___ Source material ___
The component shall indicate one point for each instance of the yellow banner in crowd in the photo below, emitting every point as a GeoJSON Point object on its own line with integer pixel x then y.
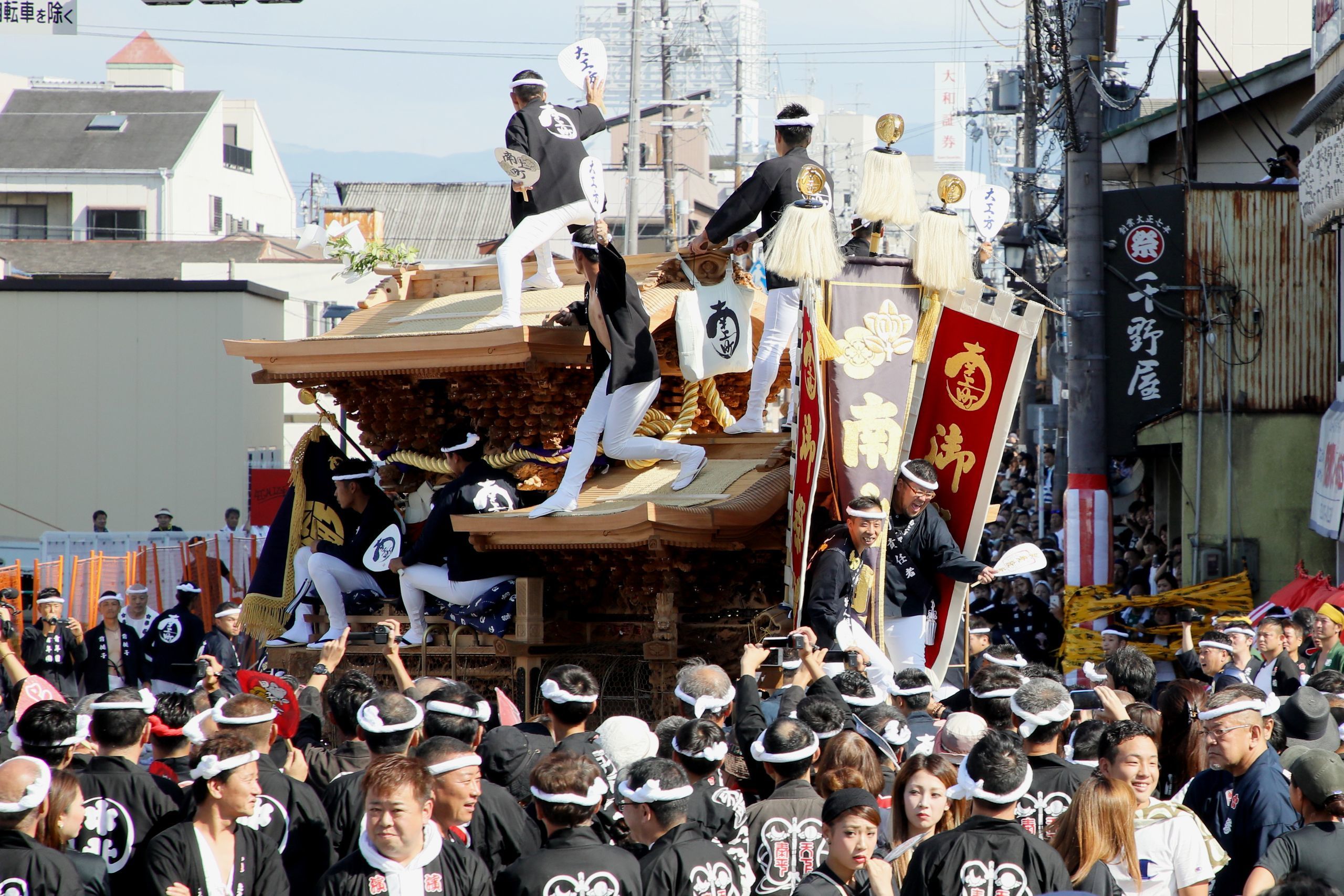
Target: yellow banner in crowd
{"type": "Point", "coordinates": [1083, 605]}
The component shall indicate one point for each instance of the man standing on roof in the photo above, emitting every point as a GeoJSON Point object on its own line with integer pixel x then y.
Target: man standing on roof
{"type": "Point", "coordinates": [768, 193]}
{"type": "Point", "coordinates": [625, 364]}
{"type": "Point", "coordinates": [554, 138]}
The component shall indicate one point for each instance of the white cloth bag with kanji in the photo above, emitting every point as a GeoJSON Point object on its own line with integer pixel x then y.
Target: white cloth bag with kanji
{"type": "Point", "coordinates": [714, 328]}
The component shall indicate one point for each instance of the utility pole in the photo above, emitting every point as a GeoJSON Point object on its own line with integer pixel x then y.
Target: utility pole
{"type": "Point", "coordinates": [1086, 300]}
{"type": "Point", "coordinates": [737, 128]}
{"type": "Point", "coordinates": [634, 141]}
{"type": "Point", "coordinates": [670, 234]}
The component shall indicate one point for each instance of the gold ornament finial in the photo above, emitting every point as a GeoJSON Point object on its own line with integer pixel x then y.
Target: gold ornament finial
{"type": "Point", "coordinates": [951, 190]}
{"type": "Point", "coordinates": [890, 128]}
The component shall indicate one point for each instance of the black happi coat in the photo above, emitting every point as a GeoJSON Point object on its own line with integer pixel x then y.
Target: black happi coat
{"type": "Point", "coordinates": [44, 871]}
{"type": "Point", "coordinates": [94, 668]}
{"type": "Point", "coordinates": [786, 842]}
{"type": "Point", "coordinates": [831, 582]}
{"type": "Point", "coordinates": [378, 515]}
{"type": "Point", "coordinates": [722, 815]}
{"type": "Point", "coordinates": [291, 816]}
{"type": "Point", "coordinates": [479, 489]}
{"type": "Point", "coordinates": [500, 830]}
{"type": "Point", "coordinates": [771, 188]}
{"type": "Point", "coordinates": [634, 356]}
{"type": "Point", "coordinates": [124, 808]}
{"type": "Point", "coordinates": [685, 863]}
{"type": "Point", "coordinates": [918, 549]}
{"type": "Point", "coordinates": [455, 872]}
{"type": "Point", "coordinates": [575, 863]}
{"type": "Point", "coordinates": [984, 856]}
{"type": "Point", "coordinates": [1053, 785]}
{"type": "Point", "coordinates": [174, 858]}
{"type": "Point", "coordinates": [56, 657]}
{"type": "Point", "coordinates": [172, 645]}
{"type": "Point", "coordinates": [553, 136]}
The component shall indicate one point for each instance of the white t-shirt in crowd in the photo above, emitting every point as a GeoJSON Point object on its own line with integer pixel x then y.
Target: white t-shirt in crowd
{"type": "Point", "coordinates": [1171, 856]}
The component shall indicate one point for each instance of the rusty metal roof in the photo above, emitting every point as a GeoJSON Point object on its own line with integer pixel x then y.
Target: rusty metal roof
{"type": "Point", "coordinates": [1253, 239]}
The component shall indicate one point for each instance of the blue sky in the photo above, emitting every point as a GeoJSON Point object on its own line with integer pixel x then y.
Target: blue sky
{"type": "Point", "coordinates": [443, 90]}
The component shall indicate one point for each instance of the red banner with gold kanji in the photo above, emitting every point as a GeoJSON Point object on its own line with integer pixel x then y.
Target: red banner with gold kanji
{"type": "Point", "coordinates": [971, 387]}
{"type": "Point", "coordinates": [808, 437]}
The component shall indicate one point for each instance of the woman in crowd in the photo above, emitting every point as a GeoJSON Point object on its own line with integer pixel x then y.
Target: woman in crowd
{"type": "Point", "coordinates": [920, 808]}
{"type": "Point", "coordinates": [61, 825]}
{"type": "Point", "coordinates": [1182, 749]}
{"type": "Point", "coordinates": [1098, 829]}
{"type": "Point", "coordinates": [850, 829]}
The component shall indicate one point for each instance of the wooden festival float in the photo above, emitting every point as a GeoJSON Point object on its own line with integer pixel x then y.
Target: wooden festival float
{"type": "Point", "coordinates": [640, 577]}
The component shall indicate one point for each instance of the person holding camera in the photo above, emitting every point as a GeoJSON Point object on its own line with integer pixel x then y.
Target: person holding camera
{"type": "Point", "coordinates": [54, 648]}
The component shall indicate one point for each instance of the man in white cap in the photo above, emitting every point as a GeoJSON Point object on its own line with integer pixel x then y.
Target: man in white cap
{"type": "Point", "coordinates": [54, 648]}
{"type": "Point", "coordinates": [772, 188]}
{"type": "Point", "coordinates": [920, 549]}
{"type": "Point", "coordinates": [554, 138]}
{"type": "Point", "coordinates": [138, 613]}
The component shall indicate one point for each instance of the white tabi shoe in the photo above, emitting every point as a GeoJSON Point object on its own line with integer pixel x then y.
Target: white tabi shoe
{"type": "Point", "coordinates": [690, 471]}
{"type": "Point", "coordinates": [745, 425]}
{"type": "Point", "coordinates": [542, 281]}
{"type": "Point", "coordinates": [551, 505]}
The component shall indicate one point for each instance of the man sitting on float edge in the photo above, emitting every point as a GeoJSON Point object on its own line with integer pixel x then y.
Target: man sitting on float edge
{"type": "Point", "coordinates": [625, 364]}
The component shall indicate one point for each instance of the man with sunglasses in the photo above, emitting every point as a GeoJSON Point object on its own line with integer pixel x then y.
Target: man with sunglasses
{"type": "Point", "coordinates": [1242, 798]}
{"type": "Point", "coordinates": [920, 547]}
___
**What you should do**
Each entry above is to be written out again unchanged, apart from the pictures, which are left out.

**Expected answer**
The component shall indicate one point for each instance of the yellow banner in crowd in the photo below, emitting every point as a GeoJSON Point object on its own line with integer pixel x then y.
Target: yellow banner in crowd
{"type": "Point", "coordinates": [1083, 605]}
The component shall indicate one point for each instance of the man standing on roof in the photo above, emitting every point as a GeoJSON Point object on its own line with integer pixel x then y.
Target: man standing on roof
{"type": "Point", "coordinates": [768, 193]}
{"type": "Point", "coordinates": [625, 364]}
{"type": "Point", "coordinates": [554, 138]}
The component shall indicate one point for each instance of the white cloth bag with kanji in the photo above, emitting every point as a GeoJSON Point object on its own line with integer pixel x then y.
Target: white cloth bag with kanji
{"type": "Point", "coordinates": [714, 328]}
The component shall indicate one point for each instance of the utility pole in the photo above, emitting every point as a GeoJSON Point object on its own line with integer pixel x then y.
Target: utility pole
{"type": "Point", "coordinates": [1086, 300]}
{"type": "Point", "coordinates": [737, 128]}
{"type": "Point", "coordinates": [634, 141]}
{"type": "Point", "coordinates": [670, 234]}
The component shall indicate one point for each instance of the gold ornament finial in the photo above, emitting every point as a GeoJSON Point object on its own line with integer pixel x then y.
Target: gold ornament finial
{"type": "Point", "coordinates": [951, 190]}
{"type": "Point", "coordinates": [890, 128]}
The component shall indicate one point for each instance of the black happi coat in the photo above, emitting every point as a GeoJSON Point object on its own line with integer pixel x then y.
Target: black happi coat
{"type": "Point", "coordinates": [44, 871]}
{"type": "Point", "coordinates": [94, 668]}
{"type": "Point", "coordinates": [786, 842]}
{"type": "Point", "coordinates": [831, 582]}
{"type": "Point", "coordinates": [378, 515]}
{"type": "Point", "coordinates": [722, 815]}
{"type": "Point", "coordinates": [291, 816]}
{"type": "Point", "coordinates": [479, 489]}
{"type": "Point", "coordinates": [500, 830]}
{"type": "Point", "coordinates": [771, 188]}
{"type": "Point", "coordinates": [634, 356]}
{"type": "Point", "coordinates": [124, 808]}
{"type": "Point", "coordinates": [685, 863]}
{"type": "Point", "coordinates": [918, 549]}
{"type": "Point", "coordinates": [455, 872]}
{"type": "Point", "coordinates": [575, 863]}
{"type": "Point", "coordinates": [984, 856]}
{"type": "Point", "coordinates": [1053, 785]}
{"type": "Point", "coordinates": [174, 858]}
{"type": "Point", "coordinates": [56, 657]}
{"type": "Point", "coordinates": [172, 645]}
{"type": "Point", "coordinates": [553, 136]}
The component shall indicate one point for each instance of the white t-shirt in crowd in the photo above, emitting every point as a GeoJSON Point object on its own line with integer pixel x then y.
Target: white t-shirt in crowd
{"type": "Point", "coordinates": [1171, 856]}
The component shall indicate one point for each instance of the rusty metal roof in the photo above, emitting every point as a GeoJSON Point object on its own line with integer pixel x then y.
Target: rusty metal roof
{"type": "Point", "coordinates": [1253, 239]}
The component shall indicate one point for each instance of the blue sky in the photo above, emitting every point as a GeoJSON Point object on its own line with integer pixel x then y.
Target: blue sky
{"type": "Point", "coordinates": [443, 90]}
The component shall indicate one point for each instance of the red banner with gold kanji in the photo above, emitting every point as a GeoJSON Point object on its own line with integer pixel x then y.
Target: red banner with gold kanji
{"type": "Point", "coordinates": [971, 387]}
{"type": "Point", "coordinates": [808, 437]}
The component shall indicate one point for each instance of the woman in crowd in the photo above, emitting every point as a GeoJSON Point object on its own line with integer pixel x then y.
Target: woman in crowd
{"type": "Point", "coordinates": [920, 808]}
{"type": "Point", "coordinates": [61, 825]}
{"type": "Point", "coordinates": [1182, 749]}
{"type": "Point", "coordinates": [1098, 829]}
{"type": "Point", "coordinates": [850, 829]}
The component shall indicate one point for each instance of the wooden festival float in the photo above, emitting every point as a GeoJSON Point object on its own line with integer pixel x then y.
Target: wooden festival float
{"type": "Point", "coordinates": [640, 577]}
The component shall indicate one point for each instance of the person holding camera in the photo above, emitting every point as a GeoJSON Point object on its own line with integer pixel x then y.
Target: person holding camera
{"type": "Point", "coordinates": [54, 648]}
The component shall indicate one point for each instance of the man in white cap in the photo above, emitting every point as a GeoJSON Point object on its own line with integer pixel x then y.
Target: man in white cap
{"type": "Point", "coordinates": [54, 648]}
{"type": "Point", "coordinates": [772, 188]}
{"type": "Point", "coordinates": [920, 549]}
{"type": "Point", "coordinates": [554, 138]}
{"type": "Point", "coordinates": [138, 613]}
The component shall indicate one point for each instance of the white tabi shoe in the photo above, emitting every point as a GeoJSON Point object on its own line with integer pixel x then y.
Target: white tabi shoe
{"type": "Point", "coordinates": [690, 471]}
{"type": "Point", "coordinates": [745, 425]}
{"type": "Point", "coordinates": [542, 281]}
{"type": "Point", "coordinates": [551, 505]}
The component shall indicate one point for each instance of the man sitting on float edge in the photo above, emitting every point as a GeoJSON Point object on its own line with integer pixel x then y.
Target: man sitting on float edge
{"type": "Point", "coordinates": [625, 364]}
The component shall indicate one point for each instance of the man with sunglasses in the photo above, emitting every point as a GeoJSON Point object on its own line with integer pixel x then y.
Target: man with sunglasses
{"type": "Point", "coordinates": [1242, 798]}
{"type": "Point", "coordinates": [920, 547]}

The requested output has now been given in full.